▶ _Natural language region descriptions_:
# # # #

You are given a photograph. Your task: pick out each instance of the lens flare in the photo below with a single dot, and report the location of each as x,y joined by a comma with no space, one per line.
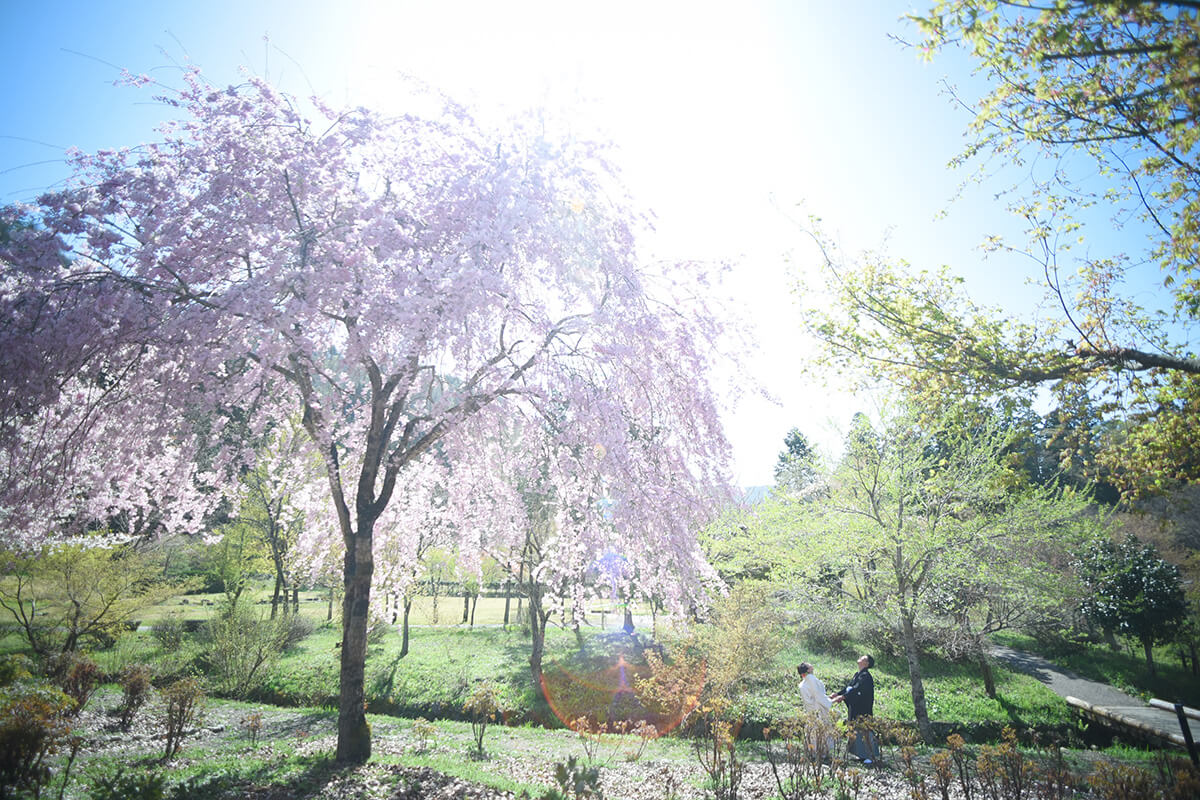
606,691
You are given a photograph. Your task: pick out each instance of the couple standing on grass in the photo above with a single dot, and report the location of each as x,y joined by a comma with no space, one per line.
858,696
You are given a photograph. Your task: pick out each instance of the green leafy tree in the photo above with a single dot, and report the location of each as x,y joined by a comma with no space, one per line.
915,509
1096,106
797,465
1133,590
69,594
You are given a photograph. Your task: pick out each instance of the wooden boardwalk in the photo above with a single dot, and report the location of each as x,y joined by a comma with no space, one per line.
1158,720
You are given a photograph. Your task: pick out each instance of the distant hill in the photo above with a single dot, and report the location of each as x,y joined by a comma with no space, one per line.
753,495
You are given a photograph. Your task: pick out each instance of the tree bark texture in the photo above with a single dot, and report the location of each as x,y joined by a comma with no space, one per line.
918,685
353,732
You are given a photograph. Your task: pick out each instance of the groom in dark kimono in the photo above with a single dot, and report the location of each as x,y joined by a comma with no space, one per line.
859,699
859,692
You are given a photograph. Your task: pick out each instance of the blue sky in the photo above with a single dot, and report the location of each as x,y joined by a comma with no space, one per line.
730,118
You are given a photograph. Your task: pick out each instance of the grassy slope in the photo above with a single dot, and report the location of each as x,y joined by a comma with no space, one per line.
1125,669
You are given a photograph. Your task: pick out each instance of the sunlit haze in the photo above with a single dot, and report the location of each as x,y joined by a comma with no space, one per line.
732,122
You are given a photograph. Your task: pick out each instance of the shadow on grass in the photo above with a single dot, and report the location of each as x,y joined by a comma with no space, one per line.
301,776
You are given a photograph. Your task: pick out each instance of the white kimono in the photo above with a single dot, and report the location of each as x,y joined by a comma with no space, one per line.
816,701
815,697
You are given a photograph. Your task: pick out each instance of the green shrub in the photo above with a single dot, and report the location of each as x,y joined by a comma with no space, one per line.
13,667
135,681
183,703
239,648
124,786
483,705
295,630
169,632
33,726
79,678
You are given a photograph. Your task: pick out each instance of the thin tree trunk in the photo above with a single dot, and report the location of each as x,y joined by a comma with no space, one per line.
989,678
353,732
538,643
275,595
403,627
915,675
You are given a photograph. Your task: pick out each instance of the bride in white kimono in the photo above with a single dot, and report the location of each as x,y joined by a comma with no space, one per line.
817,704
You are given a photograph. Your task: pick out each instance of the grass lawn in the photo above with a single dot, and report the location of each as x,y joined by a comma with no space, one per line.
1125,669
444,662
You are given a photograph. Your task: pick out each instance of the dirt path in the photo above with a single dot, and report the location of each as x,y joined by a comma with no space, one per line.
1067,684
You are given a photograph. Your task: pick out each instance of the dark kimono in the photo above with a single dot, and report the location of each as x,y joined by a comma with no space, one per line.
859,696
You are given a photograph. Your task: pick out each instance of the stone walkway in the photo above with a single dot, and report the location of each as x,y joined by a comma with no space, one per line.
1103,697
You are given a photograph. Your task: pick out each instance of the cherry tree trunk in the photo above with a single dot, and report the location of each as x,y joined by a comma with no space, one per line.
538,638
915,675
989,678
403,629
353,732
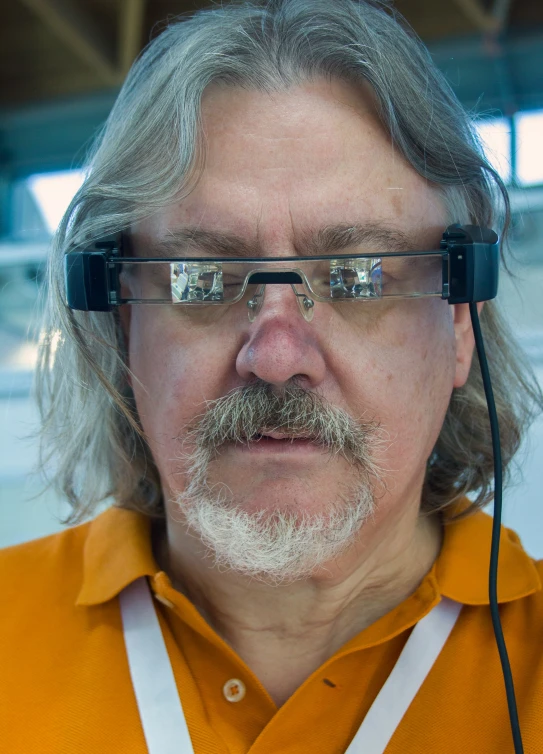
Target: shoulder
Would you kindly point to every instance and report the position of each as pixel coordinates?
(44, 570)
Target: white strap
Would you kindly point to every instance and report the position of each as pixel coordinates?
(413, 665)
(162, 718)
(161, 713)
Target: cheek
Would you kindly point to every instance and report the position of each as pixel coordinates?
(175, 370)
(405, 379)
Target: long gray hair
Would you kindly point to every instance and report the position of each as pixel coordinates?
(151, 153)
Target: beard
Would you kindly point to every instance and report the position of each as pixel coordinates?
(276, 546)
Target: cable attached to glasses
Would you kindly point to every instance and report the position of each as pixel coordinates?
(495, 545)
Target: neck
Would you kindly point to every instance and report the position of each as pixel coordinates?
(300, 625)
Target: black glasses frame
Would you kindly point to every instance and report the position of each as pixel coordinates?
(470, 268)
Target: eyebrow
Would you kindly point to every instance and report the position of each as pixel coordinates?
(326, 240)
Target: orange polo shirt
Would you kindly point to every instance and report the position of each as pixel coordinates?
(65, 685)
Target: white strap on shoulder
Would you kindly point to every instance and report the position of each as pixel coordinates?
(160, 709)
(415, 662)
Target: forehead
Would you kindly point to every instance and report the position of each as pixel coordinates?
(281, 166)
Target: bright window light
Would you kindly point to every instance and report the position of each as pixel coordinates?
(53, 193)
(495, 135)
(529, 147)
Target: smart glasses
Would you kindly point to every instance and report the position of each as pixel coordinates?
(463, 269)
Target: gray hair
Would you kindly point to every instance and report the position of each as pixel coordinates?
(150, 153)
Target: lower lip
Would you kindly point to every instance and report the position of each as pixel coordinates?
(269, 445)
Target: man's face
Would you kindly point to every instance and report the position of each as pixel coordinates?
(279, 167)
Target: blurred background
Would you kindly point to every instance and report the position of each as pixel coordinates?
(61, 65)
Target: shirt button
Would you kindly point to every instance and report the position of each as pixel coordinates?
(234, 690)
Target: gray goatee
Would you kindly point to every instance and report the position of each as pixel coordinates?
(276, 546)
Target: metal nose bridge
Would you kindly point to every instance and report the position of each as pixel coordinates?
(305, 304)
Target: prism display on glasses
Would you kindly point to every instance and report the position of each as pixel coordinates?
(463, 269)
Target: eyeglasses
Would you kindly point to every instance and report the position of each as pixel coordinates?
(465, 268)
(215, 282)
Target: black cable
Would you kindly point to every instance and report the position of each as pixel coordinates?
(495, 546)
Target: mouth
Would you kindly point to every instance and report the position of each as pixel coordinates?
(274, 441)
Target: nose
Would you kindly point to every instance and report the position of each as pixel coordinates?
(280, 344)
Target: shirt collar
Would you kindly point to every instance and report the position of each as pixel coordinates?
(118, 550)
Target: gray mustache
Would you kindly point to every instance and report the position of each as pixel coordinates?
(245, 413)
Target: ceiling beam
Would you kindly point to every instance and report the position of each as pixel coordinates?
(130, 32)
(74, 28)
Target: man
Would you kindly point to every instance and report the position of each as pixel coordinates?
(286, 473)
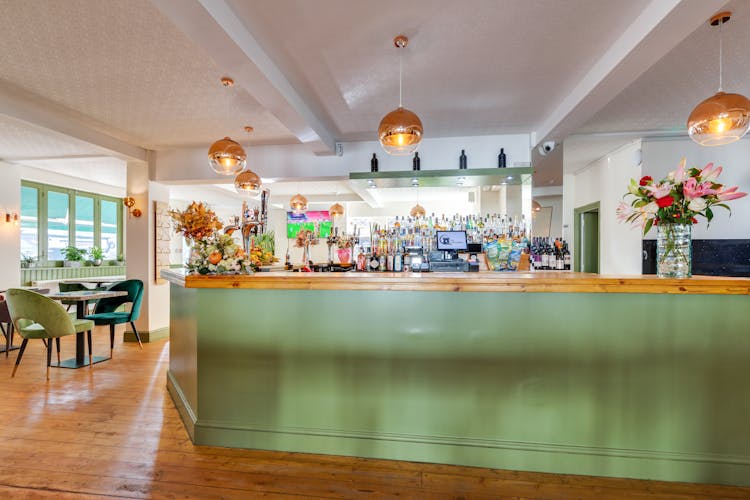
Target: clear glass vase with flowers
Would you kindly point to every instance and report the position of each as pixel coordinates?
(673, 205)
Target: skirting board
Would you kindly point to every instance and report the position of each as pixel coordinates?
(499, 454)
(147, 336)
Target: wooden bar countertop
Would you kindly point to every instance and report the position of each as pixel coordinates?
(538, 281)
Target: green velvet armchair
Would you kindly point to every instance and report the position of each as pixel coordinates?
(107, 310)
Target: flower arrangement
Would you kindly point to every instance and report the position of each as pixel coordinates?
(305, 237)
(678, 199)
(196, 222)
(220, 254)
(344, 241)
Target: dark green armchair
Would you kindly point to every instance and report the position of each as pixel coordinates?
(106, 311)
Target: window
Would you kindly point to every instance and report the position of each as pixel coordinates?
(53, 218)
(30, 221)
(58, 226)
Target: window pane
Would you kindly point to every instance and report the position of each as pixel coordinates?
(109, 229)
(29, 221)
(57, 224)
(84, 222)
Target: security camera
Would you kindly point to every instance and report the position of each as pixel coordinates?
(546, 147)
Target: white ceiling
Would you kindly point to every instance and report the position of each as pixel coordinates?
(146, 72)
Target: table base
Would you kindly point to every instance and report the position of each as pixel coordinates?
(72, 363)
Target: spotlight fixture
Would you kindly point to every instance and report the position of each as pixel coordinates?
(225, 156)
(417, 211)
(248, 182)
(722, 118)
(400, 131)
(336, 209)
(298, 204)
(129, 203)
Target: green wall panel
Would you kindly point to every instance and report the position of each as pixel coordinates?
(651, 386)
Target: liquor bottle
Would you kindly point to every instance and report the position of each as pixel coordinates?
(398, 261)
(374, 263)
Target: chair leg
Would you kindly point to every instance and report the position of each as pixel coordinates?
(111, 339)
(7, 337)
(49, 356)
(20, 355)
(138, 337)
(91, 356)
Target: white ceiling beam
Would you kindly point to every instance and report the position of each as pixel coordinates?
(41, 112)
(660, 27)
(216, 28)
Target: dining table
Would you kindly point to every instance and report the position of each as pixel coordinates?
(82, 298)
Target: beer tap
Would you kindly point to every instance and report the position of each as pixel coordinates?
(333, 239)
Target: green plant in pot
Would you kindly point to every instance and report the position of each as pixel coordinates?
(96, 255)
(72, 256)
(27, 261)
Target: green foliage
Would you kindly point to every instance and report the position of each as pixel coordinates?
(73, 254)
(96, 253)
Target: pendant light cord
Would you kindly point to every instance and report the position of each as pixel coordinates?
(400, 76)
(721, 54)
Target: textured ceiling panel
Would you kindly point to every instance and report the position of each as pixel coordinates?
(663, 97)
(20, 140)
(125, 65)
(471, 68)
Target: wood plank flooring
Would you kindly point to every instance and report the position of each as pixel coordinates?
(112, 431)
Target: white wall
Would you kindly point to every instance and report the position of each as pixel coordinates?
(296, 161)
(10, 239)
(605, 181)
(555, 203)
(663, 156)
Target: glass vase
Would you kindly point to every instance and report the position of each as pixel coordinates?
(674, 251)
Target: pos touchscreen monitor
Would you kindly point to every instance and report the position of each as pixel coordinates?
(451, 241)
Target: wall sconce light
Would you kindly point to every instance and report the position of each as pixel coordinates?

# # # #

Using only the entries above, output the line with "Target: eyeglasses", the line with "Target: nose", and all lines between them, exactly as they stand.

Target: eyeglasses
Would you kindly point to every instance and report the position of each as pixel coordinates?
(465, 268)
(215, 282)
Target: black cable
Would you kindly point to every instance and report the position of each as pixel coordinates?
(495, 546)
Target: mouth
Would you kindly point to every instance and report the position of each as pixel coordinates?
(274, 441)
Target: nose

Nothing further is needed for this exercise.